### ASSIGNMENT
Please copy each line of the listing that includes the string "painting".

((

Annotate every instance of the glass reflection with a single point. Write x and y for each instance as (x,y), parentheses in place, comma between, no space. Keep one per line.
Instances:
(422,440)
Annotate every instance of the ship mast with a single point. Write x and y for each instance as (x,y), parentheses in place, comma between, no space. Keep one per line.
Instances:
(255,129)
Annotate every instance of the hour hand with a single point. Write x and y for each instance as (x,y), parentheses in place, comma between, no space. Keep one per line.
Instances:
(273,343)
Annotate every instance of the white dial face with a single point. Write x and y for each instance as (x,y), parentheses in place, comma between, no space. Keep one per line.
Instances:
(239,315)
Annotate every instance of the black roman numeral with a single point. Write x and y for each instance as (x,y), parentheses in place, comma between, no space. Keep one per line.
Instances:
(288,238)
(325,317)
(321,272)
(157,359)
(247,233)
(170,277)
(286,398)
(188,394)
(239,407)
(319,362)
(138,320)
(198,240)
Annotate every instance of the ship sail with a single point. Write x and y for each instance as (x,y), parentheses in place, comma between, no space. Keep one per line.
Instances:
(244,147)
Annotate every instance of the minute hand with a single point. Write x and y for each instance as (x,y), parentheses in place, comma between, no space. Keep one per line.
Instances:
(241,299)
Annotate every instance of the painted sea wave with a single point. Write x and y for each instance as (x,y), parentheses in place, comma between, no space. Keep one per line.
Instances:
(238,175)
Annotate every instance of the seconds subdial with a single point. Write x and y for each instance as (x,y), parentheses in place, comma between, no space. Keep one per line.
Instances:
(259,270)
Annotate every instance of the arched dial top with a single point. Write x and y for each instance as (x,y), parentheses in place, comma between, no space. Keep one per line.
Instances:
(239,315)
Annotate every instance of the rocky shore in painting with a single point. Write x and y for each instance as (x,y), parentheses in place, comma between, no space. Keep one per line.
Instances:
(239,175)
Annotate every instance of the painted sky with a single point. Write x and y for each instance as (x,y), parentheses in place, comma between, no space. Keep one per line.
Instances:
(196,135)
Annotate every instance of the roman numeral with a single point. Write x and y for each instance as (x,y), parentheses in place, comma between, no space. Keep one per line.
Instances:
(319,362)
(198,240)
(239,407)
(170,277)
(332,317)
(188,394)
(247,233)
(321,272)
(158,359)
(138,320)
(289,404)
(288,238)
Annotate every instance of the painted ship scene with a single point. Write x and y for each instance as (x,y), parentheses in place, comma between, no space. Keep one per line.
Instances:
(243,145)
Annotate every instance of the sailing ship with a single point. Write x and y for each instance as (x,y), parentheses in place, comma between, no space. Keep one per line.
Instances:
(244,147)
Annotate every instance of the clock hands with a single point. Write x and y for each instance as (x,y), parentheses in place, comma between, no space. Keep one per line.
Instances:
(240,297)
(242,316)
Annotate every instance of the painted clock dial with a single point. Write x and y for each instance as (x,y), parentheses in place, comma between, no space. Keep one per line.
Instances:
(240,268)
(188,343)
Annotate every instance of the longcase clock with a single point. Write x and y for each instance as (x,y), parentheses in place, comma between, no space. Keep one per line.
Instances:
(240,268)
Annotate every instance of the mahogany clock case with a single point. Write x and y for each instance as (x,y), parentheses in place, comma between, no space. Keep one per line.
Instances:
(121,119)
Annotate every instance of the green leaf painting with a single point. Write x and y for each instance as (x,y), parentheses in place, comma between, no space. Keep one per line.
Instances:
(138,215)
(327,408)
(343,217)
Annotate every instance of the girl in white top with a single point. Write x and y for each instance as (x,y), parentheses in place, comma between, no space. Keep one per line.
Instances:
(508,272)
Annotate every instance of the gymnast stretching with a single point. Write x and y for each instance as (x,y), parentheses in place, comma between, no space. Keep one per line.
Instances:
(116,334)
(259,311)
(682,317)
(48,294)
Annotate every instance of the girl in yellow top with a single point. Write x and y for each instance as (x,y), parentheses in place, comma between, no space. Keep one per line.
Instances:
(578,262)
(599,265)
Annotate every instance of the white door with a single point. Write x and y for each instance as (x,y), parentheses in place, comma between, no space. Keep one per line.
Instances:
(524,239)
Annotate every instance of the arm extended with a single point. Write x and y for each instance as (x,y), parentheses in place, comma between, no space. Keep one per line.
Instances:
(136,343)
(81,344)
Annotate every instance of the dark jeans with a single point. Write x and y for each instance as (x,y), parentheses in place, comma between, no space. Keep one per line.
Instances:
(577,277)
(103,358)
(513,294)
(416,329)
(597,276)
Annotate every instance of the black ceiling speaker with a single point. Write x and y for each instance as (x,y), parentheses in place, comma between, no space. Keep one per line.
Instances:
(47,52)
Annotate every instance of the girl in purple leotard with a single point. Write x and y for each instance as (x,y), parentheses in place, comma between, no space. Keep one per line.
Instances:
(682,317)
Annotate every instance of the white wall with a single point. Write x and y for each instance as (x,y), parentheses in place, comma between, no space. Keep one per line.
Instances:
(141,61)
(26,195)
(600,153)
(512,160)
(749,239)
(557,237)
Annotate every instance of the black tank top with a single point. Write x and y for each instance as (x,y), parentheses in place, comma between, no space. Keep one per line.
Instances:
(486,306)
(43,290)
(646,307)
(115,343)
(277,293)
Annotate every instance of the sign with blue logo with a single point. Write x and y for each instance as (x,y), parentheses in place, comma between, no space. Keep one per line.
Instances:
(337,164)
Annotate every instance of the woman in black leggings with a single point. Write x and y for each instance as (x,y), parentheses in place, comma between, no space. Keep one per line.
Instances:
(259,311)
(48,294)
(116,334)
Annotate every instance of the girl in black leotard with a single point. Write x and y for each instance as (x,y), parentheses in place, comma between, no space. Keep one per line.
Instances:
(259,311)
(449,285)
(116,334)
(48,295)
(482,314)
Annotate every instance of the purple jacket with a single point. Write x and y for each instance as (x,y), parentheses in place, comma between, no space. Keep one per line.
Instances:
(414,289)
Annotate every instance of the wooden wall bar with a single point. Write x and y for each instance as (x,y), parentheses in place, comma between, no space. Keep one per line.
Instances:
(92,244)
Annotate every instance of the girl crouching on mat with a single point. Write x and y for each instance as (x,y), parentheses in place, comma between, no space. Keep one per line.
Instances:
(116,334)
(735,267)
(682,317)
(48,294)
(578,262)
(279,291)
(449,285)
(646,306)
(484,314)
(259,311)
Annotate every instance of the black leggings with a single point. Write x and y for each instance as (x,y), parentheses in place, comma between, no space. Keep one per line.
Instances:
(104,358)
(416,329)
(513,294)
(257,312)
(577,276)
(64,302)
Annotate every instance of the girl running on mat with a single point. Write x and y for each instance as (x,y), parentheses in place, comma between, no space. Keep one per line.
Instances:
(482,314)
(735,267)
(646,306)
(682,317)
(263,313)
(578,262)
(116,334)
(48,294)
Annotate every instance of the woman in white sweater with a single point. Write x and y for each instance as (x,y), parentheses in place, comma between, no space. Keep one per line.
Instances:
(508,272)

))

### SOLUTION BELOW
Annotate every instance of the rocky shore in painting with a single point. Write x and y for each instance as (x,y), parentheses in place, comma between, no space. Keep one per line.
Annotate every instance of the green leaf painting with a single point. Write x and y for each instance as (x,y), parentheses in place, comma between, no space. Keep one per line.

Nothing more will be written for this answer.